== Position identification records ==
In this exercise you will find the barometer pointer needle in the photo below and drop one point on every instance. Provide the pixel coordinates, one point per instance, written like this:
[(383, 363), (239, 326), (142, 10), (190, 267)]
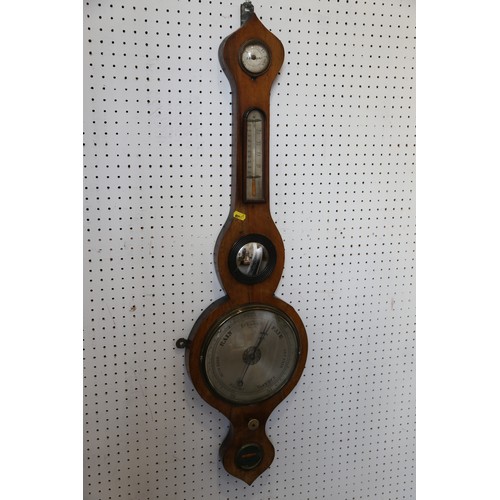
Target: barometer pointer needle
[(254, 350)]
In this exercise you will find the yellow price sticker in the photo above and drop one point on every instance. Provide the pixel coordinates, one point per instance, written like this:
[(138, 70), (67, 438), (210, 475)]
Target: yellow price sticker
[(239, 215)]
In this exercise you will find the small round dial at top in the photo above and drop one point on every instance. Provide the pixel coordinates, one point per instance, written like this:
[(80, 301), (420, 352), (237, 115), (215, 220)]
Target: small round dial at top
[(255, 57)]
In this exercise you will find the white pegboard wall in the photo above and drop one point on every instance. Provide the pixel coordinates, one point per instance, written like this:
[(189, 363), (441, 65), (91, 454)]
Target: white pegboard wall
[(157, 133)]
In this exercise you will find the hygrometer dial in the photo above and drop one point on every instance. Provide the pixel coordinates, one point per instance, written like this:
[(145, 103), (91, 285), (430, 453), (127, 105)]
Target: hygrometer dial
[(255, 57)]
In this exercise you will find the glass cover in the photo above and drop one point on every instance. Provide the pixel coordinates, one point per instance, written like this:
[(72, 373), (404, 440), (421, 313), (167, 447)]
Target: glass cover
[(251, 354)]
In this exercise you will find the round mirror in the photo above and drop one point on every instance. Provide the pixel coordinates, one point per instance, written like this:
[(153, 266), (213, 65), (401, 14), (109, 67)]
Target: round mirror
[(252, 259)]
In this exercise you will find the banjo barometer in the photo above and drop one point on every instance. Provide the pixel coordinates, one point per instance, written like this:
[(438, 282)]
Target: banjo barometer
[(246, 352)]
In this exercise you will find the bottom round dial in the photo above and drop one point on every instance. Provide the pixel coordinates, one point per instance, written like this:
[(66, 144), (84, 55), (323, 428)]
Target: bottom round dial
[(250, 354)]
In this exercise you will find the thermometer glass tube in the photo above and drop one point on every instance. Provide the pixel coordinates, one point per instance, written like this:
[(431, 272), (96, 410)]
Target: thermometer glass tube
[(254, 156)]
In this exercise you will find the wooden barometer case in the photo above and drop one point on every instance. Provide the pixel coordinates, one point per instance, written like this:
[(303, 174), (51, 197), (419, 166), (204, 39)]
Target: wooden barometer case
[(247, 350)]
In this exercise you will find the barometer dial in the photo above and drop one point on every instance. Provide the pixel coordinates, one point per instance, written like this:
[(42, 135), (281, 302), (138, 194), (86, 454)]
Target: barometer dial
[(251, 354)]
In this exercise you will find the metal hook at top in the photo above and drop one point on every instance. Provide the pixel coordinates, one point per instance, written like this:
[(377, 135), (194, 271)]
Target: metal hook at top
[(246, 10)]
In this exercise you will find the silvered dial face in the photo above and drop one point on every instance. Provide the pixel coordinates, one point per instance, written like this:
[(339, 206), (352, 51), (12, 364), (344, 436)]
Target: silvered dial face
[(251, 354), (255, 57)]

---

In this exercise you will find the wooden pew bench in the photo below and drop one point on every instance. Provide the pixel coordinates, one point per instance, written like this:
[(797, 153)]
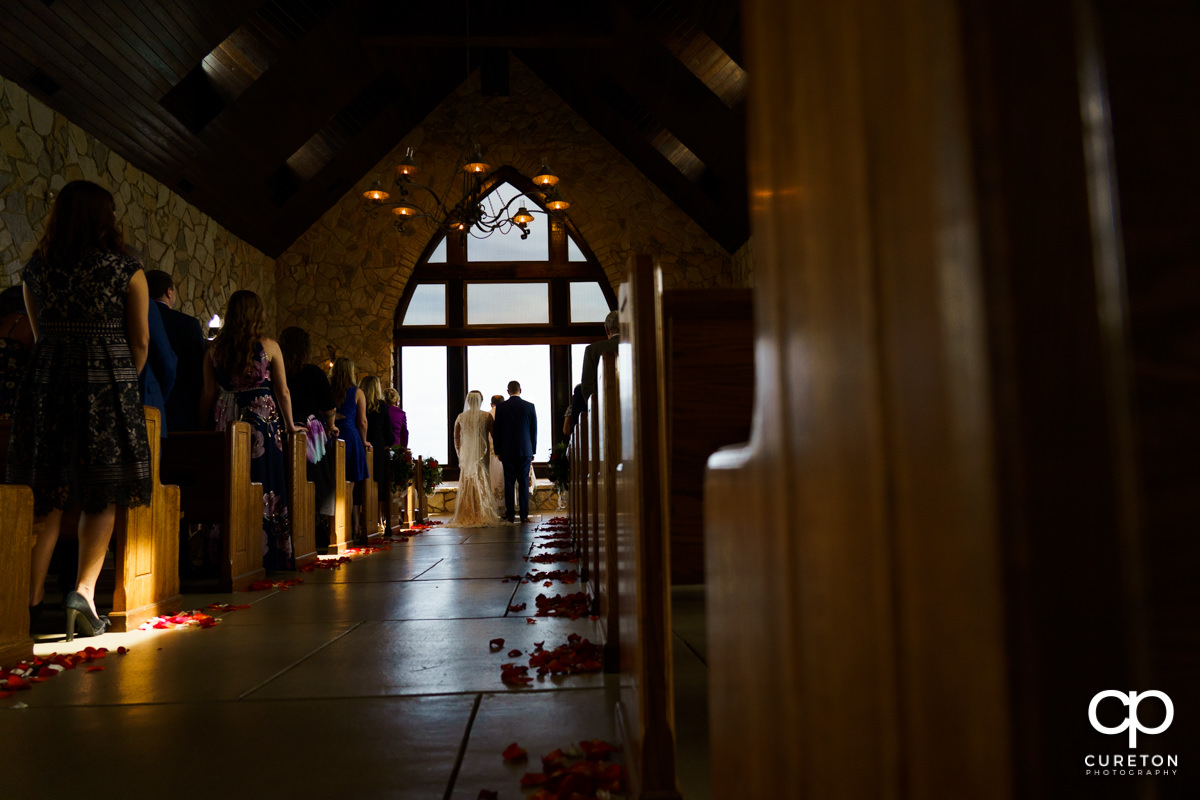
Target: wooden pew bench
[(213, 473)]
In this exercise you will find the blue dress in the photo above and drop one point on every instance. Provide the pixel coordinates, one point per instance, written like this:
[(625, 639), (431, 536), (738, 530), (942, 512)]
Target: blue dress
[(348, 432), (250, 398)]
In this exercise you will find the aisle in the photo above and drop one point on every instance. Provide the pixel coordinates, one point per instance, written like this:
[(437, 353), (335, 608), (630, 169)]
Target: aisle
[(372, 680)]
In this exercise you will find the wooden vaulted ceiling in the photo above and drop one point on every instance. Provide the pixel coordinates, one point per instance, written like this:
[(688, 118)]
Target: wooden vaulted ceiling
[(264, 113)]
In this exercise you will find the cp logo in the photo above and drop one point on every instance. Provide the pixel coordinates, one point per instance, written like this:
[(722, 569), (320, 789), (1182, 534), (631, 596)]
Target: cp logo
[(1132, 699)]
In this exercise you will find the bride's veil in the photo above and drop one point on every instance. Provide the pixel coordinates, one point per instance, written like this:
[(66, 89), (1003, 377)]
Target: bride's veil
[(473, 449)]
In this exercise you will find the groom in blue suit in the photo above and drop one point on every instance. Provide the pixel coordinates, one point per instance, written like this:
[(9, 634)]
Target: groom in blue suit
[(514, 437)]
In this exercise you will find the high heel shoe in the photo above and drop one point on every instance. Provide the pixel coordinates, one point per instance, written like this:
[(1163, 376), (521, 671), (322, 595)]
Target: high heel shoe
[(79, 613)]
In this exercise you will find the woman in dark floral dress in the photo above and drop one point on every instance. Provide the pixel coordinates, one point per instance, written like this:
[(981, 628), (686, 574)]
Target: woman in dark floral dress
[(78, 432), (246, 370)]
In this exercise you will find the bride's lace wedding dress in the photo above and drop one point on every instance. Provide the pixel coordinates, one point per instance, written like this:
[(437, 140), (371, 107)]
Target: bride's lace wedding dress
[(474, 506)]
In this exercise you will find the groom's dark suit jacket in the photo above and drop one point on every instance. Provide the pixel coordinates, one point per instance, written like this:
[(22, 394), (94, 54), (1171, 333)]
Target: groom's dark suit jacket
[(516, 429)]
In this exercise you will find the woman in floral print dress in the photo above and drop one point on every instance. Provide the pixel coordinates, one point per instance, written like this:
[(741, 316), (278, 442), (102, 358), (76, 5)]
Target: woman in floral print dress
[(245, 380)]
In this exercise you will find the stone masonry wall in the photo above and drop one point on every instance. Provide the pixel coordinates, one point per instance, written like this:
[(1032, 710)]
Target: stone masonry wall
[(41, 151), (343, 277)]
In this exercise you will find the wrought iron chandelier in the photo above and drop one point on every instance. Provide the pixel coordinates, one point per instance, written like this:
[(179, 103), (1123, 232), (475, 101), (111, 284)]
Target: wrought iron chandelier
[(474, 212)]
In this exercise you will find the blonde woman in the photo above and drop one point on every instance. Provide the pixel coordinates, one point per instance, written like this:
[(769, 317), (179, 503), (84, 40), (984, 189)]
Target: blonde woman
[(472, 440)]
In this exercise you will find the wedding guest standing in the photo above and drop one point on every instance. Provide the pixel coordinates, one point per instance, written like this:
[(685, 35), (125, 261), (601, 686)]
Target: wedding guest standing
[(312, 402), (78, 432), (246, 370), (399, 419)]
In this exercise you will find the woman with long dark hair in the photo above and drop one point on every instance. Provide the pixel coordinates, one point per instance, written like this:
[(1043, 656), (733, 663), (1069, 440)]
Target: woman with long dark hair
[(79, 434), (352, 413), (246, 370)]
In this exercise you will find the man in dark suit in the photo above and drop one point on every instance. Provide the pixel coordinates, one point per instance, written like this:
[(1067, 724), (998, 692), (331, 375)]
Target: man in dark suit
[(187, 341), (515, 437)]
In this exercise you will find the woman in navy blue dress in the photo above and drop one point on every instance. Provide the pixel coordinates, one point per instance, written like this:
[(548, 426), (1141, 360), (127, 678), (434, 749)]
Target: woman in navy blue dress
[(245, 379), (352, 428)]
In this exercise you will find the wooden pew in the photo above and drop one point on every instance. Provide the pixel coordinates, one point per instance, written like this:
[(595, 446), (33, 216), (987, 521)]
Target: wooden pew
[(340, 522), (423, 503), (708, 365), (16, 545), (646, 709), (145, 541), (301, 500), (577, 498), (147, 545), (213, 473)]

* * *

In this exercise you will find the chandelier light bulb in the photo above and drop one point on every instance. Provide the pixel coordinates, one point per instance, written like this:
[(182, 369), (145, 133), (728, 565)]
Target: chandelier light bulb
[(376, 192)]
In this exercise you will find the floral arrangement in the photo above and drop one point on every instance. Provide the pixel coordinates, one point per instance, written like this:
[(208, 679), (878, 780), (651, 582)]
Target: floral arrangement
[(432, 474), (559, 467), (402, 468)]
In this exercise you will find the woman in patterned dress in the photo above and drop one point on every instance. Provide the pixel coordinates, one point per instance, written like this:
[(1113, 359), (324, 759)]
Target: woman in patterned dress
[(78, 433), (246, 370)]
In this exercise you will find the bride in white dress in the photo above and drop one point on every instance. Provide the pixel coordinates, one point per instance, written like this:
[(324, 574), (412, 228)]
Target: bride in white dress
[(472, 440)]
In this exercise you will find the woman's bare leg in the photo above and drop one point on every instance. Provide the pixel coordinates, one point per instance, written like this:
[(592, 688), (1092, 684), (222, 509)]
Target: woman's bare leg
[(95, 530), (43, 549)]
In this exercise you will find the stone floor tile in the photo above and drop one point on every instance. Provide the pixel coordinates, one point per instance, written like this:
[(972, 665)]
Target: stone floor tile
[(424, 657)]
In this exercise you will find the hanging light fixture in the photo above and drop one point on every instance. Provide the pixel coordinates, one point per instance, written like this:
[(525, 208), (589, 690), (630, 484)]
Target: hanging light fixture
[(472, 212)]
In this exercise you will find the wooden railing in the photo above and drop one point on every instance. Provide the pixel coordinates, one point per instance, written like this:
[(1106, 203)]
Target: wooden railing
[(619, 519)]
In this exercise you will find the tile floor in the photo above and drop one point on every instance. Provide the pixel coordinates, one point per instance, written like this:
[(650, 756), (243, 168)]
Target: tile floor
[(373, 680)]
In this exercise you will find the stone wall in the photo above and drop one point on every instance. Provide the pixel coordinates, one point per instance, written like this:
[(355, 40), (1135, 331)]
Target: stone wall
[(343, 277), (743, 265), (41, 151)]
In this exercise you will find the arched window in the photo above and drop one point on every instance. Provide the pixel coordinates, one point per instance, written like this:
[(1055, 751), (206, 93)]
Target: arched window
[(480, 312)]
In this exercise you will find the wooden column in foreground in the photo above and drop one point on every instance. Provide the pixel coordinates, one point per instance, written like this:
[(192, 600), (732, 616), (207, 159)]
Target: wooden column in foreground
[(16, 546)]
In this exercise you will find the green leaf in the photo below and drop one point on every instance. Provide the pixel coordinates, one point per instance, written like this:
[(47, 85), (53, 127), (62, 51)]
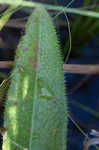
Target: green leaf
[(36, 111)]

== SHORT PROBLEM ==
Rewrite the listing from the line with "In this exercise you will find the bride's lace" up to and including the line with "[(516, 429)]", requests included. Multiply each pixel coordinate in the answers by 1.5 and round to whole numbers, halves up, leaving the requests and their format samples unchanged.

== RESPONSE FOR THIS EXERCISE ==
In this exercise you will find the bride's lace wedding dress in the photo above and drop one point on every instance. Provide the pixel coordinates, one point per instance, written like this:
[(437, 140), (371, 107)]
Target: bride's lace wedding dress
[(711, 759)]
In this exercise you will find the groom's dark suit jacket in the photo above and drop one point on every instance. Provide the pixel coordinates, one point per instance, written like this:
[(22, 394), (94, 54), (1171, 333)]
Target: groom's dark suit jacket
[(774, 644)]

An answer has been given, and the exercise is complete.